▶ _TEXT_
--*--

Caution, parts of this article are potentially distressing.
Averbakh's book touches on the show trials. On page 25 there is:
sure enough. in the late 1920s and early 1930s, there was a whole
series of show trials - the so-called Sakhtinsky Affair, involving
engineer saboteurs, and Mensheviks, who had infiltrated the state
apparatus, the Promparty Affair, involving scientist-saboteurs
Shakhtky should be preferred to Sakhtinsky and Industrial Party to Promparty. The term wreckers, rather than saboteurs, is usually employed when discussing these trials. The Russian source has:
Действительно в конце 20-х — начале 30-х годов в стране прошел ряд показательных процессов: так называемое «Шахтинское дело» об инженерах-вредителях, о меньшевиках, засевших в государственном аппарате, «Дело промпартии» — об ученых-вредителях и др.
The fictional Industrial Party allegedly
had two thousand members, according to Medvedev, mainly highly qualified technical
specialists. The accusation was that its purpose was to foster wrecking and
counter-revolutionary activities. The trial ran from 25th November 1930
to 7th December 1930. The chief prosecutor was Nikolay Krylenko, of whom more anon. Needless to say, the defendants were convicted.

--*--

▶ _WORK INSTRUCTIONS_
• 1. From the article on the show trials, return the stretch from "Averbakh's book touches" through "ученых-вредителях и др.", copied exactly.
• 2. Answer these questions from the article on the show trials:
(a) On which page of Averbakh's book is the passage on the show trials?
(b) According to Medvedev, how many members did the Industrial Party allegedly have?
(c) Who was the chief prosecutor at the trial?
• 3. For each statement, say whether it agrees with the article on the show trials:
(a) The article recommends "Promparty" over "Industrial Party."
(b) The trial lasted into December 1930.
(c) The defendants were acquitted.

▶ _GIVEN INFORMATION_
--*--

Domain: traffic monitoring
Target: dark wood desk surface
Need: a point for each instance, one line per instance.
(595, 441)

--*--

▶ _THE ANSWERS_
• 1.
Averbakh's book touches on the show trials. On page 25 there is:
sure enough. in the late 1920s and early 1930s, there was a whole
series of show trials - the so-called Sakhtinsky Affair, involving
engineer saboteurs, and Mensheviks, who had infiltrated the state
apparatus, the Promparty Affair, involving scientist-saboteurs
Shakhtky should be preferred to Sakhtinsky and Industrial Party to Promparty. The term wreckers, rather than saboteurs, is usually employed when discussing these trials. The Russian source has:
Действительно в конце 20-х — начале 30-х годов в стране прошел ряд показательных процессов: так называемое «Шахтинское дело» об инженерах-вредителях, о меньшевиках, засевших в государственном аппарате, «Дело промпартии» — об ученых-вредителях и др.

• 2.
(a) Page 25.
(b) Two thousand.
(c) Nikolay Krylenko.

• 3.
(a) No: "Shakhtky should be preferred to Sakhtinsky and Industrial Party to Promparty."
(b) Yes: "The trial ran from 25th November 1930 to 7th December 1930."
(c) No: "Needless to say, the defendants were convicted."